ASSIGNMENT =>
Each record is to be printed exactly as given, down to the last mark.

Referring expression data
==============================
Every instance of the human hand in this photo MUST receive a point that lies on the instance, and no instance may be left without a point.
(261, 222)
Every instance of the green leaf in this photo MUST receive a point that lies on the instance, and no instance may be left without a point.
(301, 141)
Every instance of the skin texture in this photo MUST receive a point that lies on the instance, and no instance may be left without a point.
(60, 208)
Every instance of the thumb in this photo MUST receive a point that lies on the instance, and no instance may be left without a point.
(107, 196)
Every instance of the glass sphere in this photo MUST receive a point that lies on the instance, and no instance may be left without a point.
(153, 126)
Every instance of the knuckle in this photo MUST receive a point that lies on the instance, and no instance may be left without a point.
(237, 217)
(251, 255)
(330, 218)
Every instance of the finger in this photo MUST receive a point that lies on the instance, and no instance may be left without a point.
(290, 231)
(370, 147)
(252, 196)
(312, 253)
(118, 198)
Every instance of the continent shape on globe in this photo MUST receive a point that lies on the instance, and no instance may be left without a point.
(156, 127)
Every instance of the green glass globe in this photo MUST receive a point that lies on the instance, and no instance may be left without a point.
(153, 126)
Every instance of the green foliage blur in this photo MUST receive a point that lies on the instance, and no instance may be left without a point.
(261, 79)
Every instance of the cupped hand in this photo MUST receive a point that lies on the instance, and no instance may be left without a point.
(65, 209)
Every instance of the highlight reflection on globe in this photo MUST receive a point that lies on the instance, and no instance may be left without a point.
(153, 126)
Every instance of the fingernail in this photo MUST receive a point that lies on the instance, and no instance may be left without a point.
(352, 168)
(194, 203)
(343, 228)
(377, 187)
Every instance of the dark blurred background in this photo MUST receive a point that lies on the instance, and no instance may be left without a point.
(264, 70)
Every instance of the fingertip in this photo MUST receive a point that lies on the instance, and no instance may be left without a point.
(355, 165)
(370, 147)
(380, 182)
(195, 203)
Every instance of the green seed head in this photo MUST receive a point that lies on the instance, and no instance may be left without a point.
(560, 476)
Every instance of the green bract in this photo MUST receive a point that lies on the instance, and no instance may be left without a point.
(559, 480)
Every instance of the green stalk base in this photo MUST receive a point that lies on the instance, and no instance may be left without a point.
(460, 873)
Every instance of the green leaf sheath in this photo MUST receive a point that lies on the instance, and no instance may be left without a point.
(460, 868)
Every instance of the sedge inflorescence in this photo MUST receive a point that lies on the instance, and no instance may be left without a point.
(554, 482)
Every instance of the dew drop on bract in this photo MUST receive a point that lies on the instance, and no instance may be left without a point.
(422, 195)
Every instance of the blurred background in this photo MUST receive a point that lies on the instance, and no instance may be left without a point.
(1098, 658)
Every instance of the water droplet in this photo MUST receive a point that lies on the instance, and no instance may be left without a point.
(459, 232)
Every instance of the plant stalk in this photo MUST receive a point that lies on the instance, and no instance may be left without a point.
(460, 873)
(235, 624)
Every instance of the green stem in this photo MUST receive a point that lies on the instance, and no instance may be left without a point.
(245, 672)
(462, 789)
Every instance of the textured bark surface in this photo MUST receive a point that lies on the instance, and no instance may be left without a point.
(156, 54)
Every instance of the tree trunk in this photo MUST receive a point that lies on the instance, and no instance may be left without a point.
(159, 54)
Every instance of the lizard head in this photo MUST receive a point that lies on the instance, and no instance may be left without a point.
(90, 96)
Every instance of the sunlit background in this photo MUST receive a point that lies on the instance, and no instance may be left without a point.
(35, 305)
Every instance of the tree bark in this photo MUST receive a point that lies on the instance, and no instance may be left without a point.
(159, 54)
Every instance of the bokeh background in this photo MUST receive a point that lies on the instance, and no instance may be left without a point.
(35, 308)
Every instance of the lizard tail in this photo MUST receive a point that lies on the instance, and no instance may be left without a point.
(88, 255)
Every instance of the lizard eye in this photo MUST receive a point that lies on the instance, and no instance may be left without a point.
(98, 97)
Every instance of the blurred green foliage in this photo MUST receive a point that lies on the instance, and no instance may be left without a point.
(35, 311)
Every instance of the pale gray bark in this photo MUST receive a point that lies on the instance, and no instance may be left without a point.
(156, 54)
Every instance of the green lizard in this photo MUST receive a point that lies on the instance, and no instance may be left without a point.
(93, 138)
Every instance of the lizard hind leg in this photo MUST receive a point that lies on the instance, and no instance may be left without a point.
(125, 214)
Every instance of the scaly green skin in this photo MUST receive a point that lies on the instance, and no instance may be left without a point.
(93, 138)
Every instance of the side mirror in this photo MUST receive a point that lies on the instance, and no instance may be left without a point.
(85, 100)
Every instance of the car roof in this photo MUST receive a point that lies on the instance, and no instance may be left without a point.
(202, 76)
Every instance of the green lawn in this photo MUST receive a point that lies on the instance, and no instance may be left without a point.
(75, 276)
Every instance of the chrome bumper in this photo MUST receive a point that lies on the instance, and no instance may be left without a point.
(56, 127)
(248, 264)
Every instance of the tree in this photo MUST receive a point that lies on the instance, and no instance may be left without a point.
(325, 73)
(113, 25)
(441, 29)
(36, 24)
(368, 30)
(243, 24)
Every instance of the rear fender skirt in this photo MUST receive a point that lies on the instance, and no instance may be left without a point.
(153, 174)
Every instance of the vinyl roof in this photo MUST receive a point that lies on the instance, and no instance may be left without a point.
==============================
TASK RESULT =>
Every instance of the human hand in this photo MUST receive a point that lies on the instance, and no instance may be left without a point.
(261, 222)
Every instance of the green leaf in this photo MUST receive a point that lies on the instance, and no instance may be left without a point.
(301, 141)
Every instance of the skin texture in this photo MUST receive a point that lies on the instance, and no instance may be left without a point.
(60, 208)
Every instance of the thumb in this photo MUST receive a point that lies on the instance, and no instance may be left without a point.
(107, 196)
Every instance of the glass sphere in this photo MUST receive a point that lies on the instance, and no instance may be left without a point.
(153, 126)
Every instance of the knuckle in this photo MUST receive a point that lies on the instance, and no instance may be left without a point.
(237, 217)
(251, 255)
(330, 218)
Every instance of the finger in this photo MUST receive a point that lies on the instance, and no instance may be left without a point.
(290, 231)
(370, 147)
(252, 196)
(312, 253)
(118, 198)
Every instance of the continent shape on globe in this photo MUST receive a point that lies on the instance, and no instance may be left without a point.
(156, 127)
Every instance of the green glass globe in this photo MUST receive a point that lies on the instance, and no instance may be left without a point.
(153, 126)
Every instance of the green foliage blur in this photo MUST receive a point that lies on the instance, and no instance may be left without a point.
(261, 79)
Every instance of the cupped hand in this photo MUST receive a point that lies on the instance, and no instance may be left without a point.
(65, 209)
Every instance of the highlight reflection on globe in this photo MUST receive a point that lies on the instance, and no instance may be left without a point.
(153, 126)
Every instance of the fingernail in this photo MUST receive a point that lies on the instance, and no instance may be left without a point.
(352, 168)
(194, 203)
(343, 228)
(377, 187)
Every instance of the dark blurred background in this photo MUST receive a point that lies on the instance, and no instance may be left without a point.
(264, 70)
Every instance of the fingertip in this photo MUST receive a point that lies on the instance, and no instance may be left without a point.
(355, 165)
(370, 147)
(380, 182)
(195, 203)
Every instance of the green seed head in this photo MUST receive a point that lies on the instance, and no instance may be left without a point.
(560, 476)
Every instance of the green bract in this photo MUST receive a point that lies on the instance, and no instance may be left without a point.
(559, 480)
Every instance of the green stalk base in this photo MUST receive a point that lies on the instance, and no instance may be left without a point.
(460, 873)
Every instance of the green leaf sheath in this photo MUST receive a point that lies on the instance, and no instance may be left without a point.
(460, 868)
Every instance of the sedge inflorescence in this photo MUST receive a point that lies on the instance, and no instance may be left without a point.
(554, 482)
Every instance of the dew drop on bract in this photo MUST receive a point that lies on the instance, and no instance may be left without a point.
(422, 195)
Every instance of the blurred background in this photo MUST receive a point that lies on the instance, and no instance may be left without a point.
(1098, 658)
Every instance of the water droplet in this photo MUST receive a point that lies on the instance, and no instance may be left without a point.
(459, 232)
Every instance of the plant stalk in this photo MUST receive a point that lies on the instance, and no instance may be left without a point.
(460, 873)
(235, 624)
Every instance of the green stem in this photo MUST receive a point that lies on the instance, and no instance may be left without a point.
(245, 672)
(462, 789)
Every instance of the textured bark surface in this photo MUST receive a point that lies on the instance, and no instance may be left without a point.
(156, 54)
Every instance of the tree trunk in this photo MUST receive a point that lies on the instance, and no instance may be left without a point.
(159, 54)
Every instance of the lizard head in this photo MUST receive a point that lies on the instance, and no instance may be left without a point.
(90, 96)
Every instance of the sunlit background in this photo MUST receive a point that lies on the instance, and no instance may be left without a point.
(35, 305)
Every instance of the tree bark in this photo MUST receive a point that lies on the instance, and no instance may be left without a point.
(159, 54)
Every instance of the bokeh background in this photo MUST receive a point that lies on the instance, and no instance may be left without a point.
(35, 308)
Every instance of the lizard tail in this photo MUST receive a point that lies on the instance, and no instance may be left without a point.
(88, 255)
Every instance of the lizard eye in this photo MUST receive a point that lies on the instance, and no instance may be left without a point.
(98, 97)
Every instance of the blurred green foliage in this photo MUST receive a point that lies on the instance, and no instance may be left without a point.
(35, 311)
Every instance of the pale gray bark in this photo MUST receive a point that lies on the instance, and no instance may be left without a point.
(156, 54)
Every instance of the green lizard in this photo MUST receive a point that lies on the instance, and no instance may be left without a point.
(93, 138)
Every instance of the lizard hind leg in this photo MUST receive a point that lies on the instance, and no instance may be left without a point.
(125, 214)
Every instance of the scaly green skin in this photo MUST receive a point that lies on the instance, and no instance may be left without a point.
(93, 138)
Every instance of the side mirror in this photo MUST receive a point that lies on the instance, and no instance may be left without a point.
(85, 100)
Every instance of the car roof in this photo MUST receive a point that lies on the instance, and no instance may be left without a point.
(202, 76)
Every instance of the green lawn in this photo MUST receive a point that lies on the instance, and no instance may be left without a point.
(75, 276)
Every instance of the chrome bumper in this photo MUST receive a point that lies on the instance, and no instance may be left without a point.
(56, 127)
(248, 264)
Every instance of the tree in this photo MUST receive a point that lies on the instance, and no instance may be left without a point.
(325, 73)
(113, 25)
(441, 29)
(36, 24)
(368, 30)
(243, 24)
Every instance of the rear fender skirt in this photo MUST receive a point that lies on the instance, and no instance may be left without a point.
(153, 174)
Every instance of the vinyl roof in this photo MUST receive a point that lies on the instance, and no instance may be left without a point.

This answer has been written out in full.